TASK DIRECTIONS —
Please lay out everything in the listing below, from the line containing "Practice. Point out each instance of the woven" down through the end of the listing, both ends included, as a Markdown table with the columns Row and Line, numbering each line and leaving out blank lines.

INPUT DATA —
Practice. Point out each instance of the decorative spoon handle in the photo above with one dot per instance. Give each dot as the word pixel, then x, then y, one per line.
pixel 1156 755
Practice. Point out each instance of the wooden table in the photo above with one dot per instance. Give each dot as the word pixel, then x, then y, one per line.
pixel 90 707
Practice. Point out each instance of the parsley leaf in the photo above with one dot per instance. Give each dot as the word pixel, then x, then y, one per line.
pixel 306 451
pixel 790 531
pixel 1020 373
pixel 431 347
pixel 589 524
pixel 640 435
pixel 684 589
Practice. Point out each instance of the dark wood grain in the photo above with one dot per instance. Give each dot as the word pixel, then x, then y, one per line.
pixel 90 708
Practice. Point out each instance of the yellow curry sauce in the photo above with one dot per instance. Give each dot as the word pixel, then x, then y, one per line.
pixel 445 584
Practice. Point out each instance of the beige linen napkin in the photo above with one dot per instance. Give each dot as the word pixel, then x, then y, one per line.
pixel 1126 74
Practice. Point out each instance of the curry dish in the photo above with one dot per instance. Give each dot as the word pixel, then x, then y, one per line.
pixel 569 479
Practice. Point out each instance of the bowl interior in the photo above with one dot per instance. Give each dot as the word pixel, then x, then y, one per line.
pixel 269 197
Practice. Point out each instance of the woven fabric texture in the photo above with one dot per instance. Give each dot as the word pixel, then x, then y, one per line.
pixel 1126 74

THE REPLY —
| Row | Line |
|---|---|
| 1 | Practice. Point out each instance of the woven fabric texture in the photo above with one dot per instance. Give each dot as the word pixel, then x, then y, one per line. |
| 2 | pixel 1126 74 |